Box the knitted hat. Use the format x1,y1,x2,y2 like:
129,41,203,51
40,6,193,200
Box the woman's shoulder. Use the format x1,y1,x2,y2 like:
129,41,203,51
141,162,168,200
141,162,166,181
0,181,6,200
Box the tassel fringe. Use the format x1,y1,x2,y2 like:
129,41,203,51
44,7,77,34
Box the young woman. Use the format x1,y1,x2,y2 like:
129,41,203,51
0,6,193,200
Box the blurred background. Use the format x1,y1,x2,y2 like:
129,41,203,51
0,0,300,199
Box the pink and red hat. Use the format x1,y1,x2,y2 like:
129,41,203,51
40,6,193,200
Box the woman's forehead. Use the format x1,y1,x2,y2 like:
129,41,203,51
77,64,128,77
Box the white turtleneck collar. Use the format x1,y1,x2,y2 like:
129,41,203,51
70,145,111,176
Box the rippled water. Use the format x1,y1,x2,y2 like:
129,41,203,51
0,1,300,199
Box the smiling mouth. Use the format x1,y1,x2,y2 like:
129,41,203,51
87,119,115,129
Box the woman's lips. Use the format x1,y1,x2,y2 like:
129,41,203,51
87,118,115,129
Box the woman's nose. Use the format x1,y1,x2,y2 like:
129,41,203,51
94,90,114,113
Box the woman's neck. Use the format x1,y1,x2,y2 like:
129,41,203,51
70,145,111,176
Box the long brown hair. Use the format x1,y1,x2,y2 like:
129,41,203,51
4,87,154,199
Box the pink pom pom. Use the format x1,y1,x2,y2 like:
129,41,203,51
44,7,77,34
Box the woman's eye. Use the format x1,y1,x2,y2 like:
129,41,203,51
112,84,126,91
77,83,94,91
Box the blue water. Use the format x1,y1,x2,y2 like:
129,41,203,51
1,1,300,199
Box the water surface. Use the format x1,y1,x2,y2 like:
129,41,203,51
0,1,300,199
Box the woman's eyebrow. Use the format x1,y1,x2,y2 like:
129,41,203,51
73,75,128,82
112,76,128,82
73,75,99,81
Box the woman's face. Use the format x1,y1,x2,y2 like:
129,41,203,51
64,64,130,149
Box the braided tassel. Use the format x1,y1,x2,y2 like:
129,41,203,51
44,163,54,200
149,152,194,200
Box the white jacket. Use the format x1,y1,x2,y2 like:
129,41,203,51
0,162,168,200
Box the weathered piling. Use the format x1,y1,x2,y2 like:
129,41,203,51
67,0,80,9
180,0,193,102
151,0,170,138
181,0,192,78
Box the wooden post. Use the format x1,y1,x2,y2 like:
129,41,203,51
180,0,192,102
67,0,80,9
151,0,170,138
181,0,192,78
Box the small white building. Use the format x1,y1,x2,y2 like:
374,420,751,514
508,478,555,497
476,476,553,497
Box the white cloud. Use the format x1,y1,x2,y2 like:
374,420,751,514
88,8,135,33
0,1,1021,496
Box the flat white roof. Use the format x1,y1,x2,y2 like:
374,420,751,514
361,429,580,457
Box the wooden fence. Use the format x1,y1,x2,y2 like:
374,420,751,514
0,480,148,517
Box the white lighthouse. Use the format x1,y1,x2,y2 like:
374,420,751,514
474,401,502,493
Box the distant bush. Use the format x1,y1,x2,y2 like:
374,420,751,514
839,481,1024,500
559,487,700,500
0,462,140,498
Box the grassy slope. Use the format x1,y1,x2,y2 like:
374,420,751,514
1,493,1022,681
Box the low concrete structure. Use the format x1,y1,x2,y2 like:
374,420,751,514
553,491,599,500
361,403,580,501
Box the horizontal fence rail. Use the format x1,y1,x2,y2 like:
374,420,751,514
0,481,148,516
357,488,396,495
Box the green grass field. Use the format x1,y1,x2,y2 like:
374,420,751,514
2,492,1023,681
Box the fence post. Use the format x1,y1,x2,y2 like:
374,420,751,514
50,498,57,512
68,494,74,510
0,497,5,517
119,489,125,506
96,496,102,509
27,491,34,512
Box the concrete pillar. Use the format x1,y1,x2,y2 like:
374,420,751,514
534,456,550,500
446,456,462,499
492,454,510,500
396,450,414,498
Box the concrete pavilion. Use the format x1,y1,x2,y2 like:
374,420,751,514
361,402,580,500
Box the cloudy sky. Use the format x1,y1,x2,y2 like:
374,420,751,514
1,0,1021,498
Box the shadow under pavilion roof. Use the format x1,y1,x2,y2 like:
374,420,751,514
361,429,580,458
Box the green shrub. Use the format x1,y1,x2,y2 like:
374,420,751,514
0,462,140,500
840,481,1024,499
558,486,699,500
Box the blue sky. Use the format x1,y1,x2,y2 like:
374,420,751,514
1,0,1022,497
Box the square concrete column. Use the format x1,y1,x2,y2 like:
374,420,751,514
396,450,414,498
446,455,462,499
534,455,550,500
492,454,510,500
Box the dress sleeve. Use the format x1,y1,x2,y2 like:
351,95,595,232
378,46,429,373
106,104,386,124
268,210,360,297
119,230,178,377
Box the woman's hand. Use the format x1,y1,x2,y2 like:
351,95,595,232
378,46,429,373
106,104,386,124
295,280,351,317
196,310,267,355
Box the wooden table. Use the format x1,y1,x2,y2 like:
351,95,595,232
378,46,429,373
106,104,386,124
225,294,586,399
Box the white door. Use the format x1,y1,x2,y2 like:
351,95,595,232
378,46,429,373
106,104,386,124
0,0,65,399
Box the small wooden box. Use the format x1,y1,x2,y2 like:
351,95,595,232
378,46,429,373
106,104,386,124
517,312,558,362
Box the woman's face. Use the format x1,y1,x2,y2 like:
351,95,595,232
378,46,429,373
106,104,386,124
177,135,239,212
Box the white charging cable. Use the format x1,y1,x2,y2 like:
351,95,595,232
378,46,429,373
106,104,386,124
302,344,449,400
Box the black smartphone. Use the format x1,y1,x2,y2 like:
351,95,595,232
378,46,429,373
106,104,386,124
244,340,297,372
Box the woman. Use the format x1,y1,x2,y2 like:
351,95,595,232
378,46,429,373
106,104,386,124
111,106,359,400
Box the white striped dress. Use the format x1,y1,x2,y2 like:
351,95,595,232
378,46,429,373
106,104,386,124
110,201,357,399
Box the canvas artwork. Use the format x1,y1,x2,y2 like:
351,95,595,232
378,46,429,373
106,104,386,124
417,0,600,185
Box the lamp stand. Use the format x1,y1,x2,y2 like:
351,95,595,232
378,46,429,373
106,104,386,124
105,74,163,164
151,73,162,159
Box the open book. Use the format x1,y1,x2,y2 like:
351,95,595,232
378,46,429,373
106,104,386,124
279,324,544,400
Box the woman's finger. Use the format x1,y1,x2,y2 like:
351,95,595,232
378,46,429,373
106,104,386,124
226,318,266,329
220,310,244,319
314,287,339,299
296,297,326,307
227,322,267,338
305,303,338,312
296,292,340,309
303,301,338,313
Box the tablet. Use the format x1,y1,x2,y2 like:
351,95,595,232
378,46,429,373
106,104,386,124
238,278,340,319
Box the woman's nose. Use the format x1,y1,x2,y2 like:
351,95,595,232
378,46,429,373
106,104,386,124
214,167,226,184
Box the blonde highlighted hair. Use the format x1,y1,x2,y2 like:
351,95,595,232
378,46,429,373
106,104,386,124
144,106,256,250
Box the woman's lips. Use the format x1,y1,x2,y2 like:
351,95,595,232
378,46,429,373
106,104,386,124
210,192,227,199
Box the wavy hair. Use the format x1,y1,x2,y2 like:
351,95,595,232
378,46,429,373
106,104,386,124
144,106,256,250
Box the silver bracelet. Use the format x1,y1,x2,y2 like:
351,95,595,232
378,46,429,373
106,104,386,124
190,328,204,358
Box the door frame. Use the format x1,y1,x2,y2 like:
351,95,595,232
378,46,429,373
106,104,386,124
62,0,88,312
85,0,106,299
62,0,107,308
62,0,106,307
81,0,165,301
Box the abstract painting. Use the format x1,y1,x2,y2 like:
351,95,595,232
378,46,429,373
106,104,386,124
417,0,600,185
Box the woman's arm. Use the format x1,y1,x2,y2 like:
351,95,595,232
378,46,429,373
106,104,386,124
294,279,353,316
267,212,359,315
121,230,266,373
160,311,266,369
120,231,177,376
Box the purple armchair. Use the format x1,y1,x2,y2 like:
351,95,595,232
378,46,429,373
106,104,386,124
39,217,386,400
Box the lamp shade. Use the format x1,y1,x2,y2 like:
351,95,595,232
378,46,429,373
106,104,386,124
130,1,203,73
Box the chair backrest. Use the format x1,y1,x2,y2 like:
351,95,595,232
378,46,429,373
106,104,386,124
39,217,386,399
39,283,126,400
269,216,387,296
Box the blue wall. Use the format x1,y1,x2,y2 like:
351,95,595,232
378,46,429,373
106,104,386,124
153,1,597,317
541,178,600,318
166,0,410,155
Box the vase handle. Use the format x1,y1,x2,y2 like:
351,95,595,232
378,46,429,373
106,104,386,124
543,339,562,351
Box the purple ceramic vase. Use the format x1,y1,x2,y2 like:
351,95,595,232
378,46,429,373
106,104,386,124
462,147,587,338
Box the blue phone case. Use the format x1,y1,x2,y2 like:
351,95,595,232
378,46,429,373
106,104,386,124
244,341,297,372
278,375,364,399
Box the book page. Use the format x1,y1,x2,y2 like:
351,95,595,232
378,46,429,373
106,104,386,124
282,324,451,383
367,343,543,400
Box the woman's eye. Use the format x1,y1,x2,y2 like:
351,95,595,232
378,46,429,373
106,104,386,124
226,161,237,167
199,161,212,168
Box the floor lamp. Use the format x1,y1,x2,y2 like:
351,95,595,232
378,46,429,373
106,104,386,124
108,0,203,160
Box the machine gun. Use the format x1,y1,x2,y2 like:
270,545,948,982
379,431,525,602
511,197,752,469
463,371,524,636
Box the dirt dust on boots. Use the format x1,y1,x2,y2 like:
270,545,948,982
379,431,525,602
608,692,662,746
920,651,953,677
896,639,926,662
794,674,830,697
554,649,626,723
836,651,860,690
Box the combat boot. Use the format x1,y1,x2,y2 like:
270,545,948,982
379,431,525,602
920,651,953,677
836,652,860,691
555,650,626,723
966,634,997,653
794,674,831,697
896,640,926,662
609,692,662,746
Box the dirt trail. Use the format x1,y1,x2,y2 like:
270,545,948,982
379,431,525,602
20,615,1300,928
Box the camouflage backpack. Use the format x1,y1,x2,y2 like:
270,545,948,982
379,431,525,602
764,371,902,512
++++++++++
> _EXERCISE GOAL_
In the entries above, which lines hold the word "water"? Copy them out.

> _TASK SOLUTION_
Box the rippled water. Use the format x1,y1,x2,y2 like:
Box the blue water. Use the format x1,y1,x2,y2 like:
Box the water surface. Use the format x1,y1,x2,y2 like:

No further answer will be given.